TEXTO DADO:

§

Después de ser detenidos en 1964, “El Turco” Caffatti y “El Viejo” Rossi
habían recibido la pena más alta: dieciocho años de condena. Jorge se le
escapó dos veces a la policía. La primera vez, pidió permiso para orinar y
se fugó de los tribunales de Rosario. La segunda, luego de ser capturado
nuevamente, lo rescatamos del tren en que lo llevaban detenido a Buenos
Aires.
A comienzos de los años setenta, la mayoría de integrantes del MNRT nos
unimos a las Fuerzas Armadas Peronistas (FAP). Ahí empezó otra etapa
política para todos nosotros... aunque gracias al trabajo sistemático de la
prensa del sistema, el nombre de Tacuara sería un fantasma que nos seguiría
durante un buen trecho de nuestras vidas.
Un “cañonazo” irresistible
Me alegró ver a Jorge Caffatti en Madrid, pero también me sorprendió. Yo
sabía que él no compartía la idea de irse de Argentina. Era de los que
creían que la batalla contra la dictadura militar había que darla en el país
y junto a los trabajadores peronistas. Estuvimos charlando desde la mañana
hasta la noche y, en un momento en que “El Viejo” fue al baño, “El Turco” me
dijo:
– Quiero verte a solas porque tengo una propuesta que hacerte. Veámonos
mañana a las doce en la cafetería del hotel Meliá.
Un hotel de tanta categoría me pareció un poco demencial para un encuentro
entre militantes revolucionarios, pero no dije nada. Sólo postergué 24 horas
el encuentro porque al siguiente tenía que entregar un trabajo para la
Agencia Centroamericana de Noticias (ACAN-EFE) y para poder hacerlo –debido
a esta visita inesperada– iba a tener que trabajar toda la noche.
Cuando nos volvimos a ver, Jorge me hizo una confidencia. Estaba en España
para recaudar fondos entre las organizaciones de solidaridad con el Tercer
Mundo y así proseguir la lucha en Argentina. En el país –me contó– era
prácticamente imposible realizar “operaciones de rescate” de dinero.
– ¿Y yo qué pinto en todo esto? –le pregunté.
– Quiero que hagas un trabajo de investigación –me explicó–. Cuando
termines, se te pagarán diez mil dólares. Nos encargaremos de todos los
gastos, ya que tendrás que moverte por toda Europa.
Intrigado, quise saber más:
– Decíme de qué se trata...
– Necesitamos conocer todos los datos sobre la estructura internacional de
Fiat. Sabemos que además de la fabricación de coches, se dedican a otros
negocios, entre ellos, la construcción de vehículos de guerra pesados.

§

DESAFÍO 1: Extrae del relato sobre Jorge Caffatti el pasaje que va desde "A comienzos de" hasta "de nuestras vidas.", ambos incluidos, y cópialo sin ningún cambio.
DESAFÍO 2: Continúa el relato sobre Jorge Caffatti a partir de su última oración.
Las líneas de datos no hacen falta para nada.

LÍNEAS DE DATOS:
§

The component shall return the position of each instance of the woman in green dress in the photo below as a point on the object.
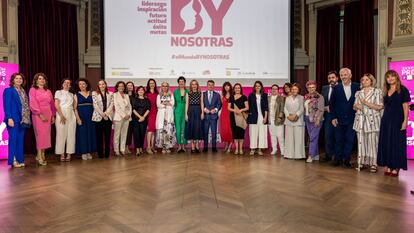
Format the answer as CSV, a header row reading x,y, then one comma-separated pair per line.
x,y
179,114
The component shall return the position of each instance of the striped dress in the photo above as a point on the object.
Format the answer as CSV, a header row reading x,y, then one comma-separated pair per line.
x,y
367,125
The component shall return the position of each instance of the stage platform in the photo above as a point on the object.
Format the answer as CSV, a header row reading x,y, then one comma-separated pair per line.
x,y
215,193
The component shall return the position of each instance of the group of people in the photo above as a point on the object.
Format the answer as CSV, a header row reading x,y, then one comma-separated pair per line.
x,y
84,119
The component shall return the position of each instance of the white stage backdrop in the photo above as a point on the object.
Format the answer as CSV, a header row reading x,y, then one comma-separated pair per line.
x,y
234,40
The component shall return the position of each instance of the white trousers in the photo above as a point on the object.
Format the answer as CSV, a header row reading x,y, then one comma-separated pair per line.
x,y
120,135
295,142
66,133
277,135
258,136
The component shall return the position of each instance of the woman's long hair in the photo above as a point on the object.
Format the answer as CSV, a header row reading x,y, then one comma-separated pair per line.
x,y
387,86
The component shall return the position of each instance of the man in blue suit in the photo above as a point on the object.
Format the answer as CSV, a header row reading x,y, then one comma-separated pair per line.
x,y
212,105
329,128
342,115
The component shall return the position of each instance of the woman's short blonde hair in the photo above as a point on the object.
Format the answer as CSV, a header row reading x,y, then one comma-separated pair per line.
x,y
371,77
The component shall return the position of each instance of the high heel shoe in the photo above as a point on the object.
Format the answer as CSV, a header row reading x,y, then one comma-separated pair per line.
x,y
44,162
395,174
16,164
149,151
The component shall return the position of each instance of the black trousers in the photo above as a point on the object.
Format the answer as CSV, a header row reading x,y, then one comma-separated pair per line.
x,y
139,130
103,137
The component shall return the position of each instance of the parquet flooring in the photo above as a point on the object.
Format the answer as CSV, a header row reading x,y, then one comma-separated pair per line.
x,y
203,193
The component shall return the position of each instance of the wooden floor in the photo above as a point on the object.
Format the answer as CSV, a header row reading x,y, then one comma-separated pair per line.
x,y
202,193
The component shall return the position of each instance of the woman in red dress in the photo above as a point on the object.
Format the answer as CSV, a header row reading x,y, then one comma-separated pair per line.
x,y
152,93
225,129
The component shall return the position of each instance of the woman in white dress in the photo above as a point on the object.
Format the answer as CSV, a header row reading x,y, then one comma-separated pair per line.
x,y
369,105
122,117
295,125
65,122
165,137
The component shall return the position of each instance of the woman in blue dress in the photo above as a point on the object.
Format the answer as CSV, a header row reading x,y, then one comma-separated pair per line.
x,y
16,118
194,115
392,146
85,130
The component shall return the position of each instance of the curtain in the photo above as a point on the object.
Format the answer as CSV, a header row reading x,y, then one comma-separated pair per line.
x,y
327,43
48,43
359,50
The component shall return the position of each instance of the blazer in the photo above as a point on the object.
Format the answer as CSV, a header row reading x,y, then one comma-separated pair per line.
x,y
264,106
279,117
122,107
98,106
341,108
12,105
215,104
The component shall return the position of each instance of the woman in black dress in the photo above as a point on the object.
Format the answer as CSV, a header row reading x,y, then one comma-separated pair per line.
x,y
140,111
194,114
238,106
130,87
392,147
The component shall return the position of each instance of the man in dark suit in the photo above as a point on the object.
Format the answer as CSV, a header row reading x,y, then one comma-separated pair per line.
x,y
329,128
342,115
212,105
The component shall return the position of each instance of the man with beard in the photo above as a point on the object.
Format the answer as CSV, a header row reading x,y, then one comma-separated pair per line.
x,y
329,129
343,115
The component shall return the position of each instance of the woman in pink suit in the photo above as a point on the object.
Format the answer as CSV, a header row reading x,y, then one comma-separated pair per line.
x,y
43,110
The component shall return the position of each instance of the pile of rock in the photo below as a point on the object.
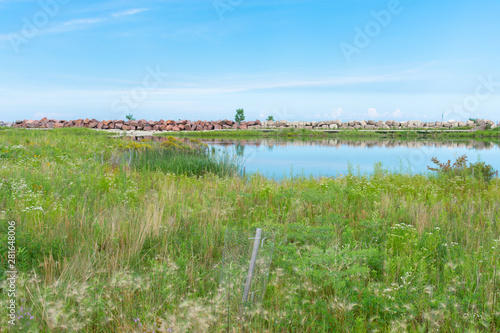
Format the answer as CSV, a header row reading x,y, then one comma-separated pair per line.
x,y
142,124
381,125
203,125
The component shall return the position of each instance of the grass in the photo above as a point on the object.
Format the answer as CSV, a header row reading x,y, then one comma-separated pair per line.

§

RESULTADO 1:
A comienzos de los años setenta, la mayoría de integrantes del MNRT nos
unimos a las Fuerzas Armadas Peronistas (FAP). Ahí empezó otra etapa
política para todos nosotros... aunque gracias al trabajo sistemático de la
prensa del sistema, el nombre de Tacuara sería un fantasma que nos seguiría
durante un buen trecho de nuestras vidas.

RESULTADO 2:
También están abriendo líneas de negocio con países del Tercer Mundo y de
Europa del Este. Necesito que vos, como periodista, averigües todo lo que
puedas sobre estos asuntos. Pensálo. Si te interesa, hacés una primera
aproximación de los gastos que este trabajo pueda implicar. Cuanto antes lo
termines, más pronto cobrás los diez mil dólares.
Después de despedirnos, una pregunta comenzó a darme vueltas en la cabeza:
¿en qué nueva aventura me estaría metiendo? Ya me imaginaba que esos datos
no eran precisamente para una tesis doctoral. Pero me conformé con la
versión que me dio “El Turco”: se trataba de organizar una gran denuncia a
nivel internacional sobre las manipulaciones de la Fiat y de la llamada
Comisión Trilateral, que reunía a las principales multinacionales económicas
e industriales de Estados Unidos, Europa y Japón.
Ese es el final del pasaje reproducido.